**Short exercise:** Extract each of the lines below that contains the word "race" and copy it without alteration.

.....

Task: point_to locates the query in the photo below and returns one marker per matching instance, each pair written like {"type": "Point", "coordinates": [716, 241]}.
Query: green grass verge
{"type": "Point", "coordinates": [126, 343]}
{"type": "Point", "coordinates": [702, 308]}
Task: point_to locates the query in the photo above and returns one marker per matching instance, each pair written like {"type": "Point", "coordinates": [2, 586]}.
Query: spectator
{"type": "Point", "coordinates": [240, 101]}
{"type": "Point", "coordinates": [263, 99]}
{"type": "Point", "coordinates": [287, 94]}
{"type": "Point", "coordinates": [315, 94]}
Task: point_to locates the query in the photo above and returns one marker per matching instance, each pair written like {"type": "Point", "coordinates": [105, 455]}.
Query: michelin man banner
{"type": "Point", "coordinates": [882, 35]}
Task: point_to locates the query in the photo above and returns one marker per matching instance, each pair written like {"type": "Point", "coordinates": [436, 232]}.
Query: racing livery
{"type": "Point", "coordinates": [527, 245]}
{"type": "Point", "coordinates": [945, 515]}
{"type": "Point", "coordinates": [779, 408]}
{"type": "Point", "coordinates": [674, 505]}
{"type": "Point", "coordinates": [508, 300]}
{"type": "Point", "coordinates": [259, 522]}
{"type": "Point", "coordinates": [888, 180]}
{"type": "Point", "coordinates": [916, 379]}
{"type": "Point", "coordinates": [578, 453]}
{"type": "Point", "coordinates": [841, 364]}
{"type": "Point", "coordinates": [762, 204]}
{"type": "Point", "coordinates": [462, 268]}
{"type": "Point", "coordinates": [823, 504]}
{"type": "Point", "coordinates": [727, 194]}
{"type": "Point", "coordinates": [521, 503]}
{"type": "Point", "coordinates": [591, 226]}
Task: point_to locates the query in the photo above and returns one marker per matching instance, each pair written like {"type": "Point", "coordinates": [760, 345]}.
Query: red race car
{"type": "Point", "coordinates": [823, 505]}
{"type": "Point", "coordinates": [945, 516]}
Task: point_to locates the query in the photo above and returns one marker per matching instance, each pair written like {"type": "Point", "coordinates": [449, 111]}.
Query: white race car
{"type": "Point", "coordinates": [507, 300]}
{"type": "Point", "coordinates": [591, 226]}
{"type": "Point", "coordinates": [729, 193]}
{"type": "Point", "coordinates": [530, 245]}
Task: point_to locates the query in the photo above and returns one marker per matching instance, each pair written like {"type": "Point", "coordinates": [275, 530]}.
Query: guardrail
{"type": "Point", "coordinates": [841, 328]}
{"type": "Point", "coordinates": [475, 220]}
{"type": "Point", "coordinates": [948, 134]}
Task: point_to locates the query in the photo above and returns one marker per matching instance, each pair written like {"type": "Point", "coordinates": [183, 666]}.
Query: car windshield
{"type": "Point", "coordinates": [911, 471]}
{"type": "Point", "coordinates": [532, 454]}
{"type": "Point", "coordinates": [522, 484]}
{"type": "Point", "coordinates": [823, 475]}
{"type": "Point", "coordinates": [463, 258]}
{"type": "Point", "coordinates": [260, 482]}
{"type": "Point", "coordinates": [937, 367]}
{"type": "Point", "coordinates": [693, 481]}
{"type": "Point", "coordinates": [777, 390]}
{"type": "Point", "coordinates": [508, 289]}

.....

**Exercise output:**
Query: red race car
Query: white race car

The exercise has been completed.